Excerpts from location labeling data
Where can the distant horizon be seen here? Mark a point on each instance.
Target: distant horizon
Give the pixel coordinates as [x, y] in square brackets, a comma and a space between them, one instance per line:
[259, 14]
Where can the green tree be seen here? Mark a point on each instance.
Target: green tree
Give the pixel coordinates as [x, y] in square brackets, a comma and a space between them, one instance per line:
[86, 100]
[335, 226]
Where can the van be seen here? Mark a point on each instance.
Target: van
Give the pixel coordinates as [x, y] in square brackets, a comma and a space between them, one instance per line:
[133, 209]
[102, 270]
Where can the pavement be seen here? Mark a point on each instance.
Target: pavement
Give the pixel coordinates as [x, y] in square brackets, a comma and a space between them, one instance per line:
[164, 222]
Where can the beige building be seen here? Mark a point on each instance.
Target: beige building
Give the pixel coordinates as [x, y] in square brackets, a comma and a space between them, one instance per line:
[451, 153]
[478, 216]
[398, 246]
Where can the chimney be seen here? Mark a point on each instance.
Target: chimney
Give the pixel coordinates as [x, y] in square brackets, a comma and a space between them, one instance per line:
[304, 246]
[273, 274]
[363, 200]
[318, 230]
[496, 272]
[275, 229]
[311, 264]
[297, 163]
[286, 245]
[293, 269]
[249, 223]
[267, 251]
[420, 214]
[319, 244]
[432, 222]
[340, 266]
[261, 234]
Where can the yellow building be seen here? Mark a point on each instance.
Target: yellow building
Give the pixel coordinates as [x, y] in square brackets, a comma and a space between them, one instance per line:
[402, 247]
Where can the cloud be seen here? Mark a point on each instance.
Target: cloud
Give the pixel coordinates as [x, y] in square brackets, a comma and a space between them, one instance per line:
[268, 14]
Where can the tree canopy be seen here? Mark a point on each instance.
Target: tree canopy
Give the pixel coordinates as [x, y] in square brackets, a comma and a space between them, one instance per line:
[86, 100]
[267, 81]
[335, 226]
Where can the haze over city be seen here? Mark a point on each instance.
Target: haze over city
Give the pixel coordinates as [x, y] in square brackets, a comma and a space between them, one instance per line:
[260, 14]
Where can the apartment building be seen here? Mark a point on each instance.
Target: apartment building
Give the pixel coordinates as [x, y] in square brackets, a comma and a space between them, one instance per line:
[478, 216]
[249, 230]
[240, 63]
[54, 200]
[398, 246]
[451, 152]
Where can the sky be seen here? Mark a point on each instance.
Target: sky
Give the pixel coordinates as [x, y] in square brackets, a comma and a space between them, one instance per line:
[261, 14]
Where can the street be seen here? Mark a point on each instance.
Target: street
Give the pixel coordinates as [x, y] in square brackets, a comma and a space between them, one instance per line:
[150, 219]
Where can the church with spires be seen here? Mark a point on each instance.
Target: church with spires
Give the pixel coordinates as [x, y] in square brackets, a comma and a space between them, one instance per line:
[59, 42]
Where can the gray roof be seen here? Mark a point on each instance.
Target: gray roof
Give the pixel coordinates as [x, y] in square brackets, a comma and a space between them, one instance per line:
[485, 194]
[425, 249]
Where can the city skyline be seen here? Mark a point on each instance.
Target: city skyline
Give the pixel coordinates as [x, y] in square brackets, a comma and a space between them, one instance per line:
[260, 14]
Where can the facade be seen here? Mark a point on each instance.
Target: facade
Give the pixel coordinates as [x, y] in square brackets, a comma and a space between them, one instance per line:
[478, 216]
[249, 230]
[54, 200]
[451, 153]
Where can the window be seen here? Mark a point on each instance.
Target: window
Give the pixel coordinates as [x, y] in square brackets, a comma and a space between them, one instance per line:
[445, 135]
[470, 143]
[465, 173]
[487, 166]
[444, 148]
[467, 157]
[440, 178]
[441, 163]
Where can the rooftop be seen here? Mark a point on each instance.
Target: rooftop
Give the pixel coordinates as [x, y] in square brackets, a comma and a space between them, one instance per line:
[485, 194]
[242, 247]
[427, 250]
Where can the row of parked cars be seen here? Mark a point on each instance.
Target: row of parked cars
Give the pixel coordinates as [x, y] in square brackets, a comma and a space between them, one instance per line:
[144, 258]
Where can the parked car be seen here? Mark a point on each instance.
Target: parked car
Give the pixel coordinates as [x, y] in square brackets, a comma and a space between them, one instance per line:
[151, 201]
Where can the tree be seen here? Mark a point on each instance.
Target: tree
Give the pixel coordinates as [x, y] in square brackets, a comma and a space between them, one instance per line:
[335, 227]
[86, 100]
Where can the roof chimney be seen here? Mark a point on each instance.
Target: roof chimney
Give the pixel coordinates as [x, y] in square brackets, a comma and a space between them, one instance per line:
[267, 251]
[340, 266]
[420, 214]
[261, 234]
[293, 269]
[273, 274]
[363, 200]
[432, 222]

--

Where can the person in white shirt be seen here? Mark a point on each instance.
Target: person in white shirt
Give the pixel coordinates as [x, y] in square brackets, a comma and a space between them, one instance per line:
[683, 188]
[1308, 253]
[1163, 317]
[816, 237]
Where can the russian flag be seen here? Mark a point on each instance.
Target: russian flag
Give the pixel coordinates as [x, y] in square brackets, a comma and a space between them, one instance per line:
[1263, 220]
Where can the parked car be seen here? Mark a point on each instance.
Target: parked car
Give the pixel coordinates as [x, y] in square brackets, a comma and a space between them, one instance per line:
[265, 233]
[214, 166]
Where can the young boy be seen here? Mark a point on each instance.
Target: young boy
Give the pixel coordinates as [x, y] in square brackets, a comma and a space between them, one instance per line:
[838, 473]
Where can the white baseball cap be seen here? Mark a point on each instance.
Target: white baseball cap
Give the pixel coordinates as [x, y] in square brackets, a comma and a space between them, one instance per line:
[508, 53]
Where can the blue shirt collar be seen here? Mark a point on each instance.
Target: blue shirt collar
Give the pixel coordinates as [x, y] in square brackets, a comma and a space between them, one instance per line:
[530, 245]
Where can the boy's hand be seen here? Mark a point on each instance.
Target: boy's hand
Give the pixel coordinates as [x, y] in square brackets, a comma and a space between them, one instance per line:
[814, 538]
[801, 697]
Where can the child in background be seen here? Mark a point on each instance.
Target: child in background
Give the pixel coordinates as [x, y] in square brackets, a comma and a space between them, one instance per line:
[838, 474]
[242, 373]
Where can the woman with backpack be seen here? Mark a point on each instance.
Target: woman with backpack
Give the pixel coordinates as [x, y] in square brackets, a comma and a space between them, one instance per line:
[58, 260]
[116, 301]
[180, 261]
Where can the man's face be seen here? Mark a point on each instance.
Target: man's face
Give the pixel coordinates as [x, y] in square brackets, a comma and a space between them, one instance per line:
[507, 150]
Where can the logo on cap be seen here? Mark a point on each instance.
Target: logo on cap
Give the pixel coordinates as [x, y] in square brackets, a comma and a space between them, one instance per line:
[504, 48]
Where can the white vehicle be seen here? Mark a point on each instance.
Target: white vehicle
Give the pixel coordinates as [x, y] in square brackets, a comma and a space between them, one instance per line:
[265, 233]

_Exercise goal_: Locate each line of the material above that contains the string "over", treating uppercase and lowercase as different, and copy out every such line.

_Response to this exercise_:
Where can the haze over city be seen here? Mark a point on each instance.
Target: haze over city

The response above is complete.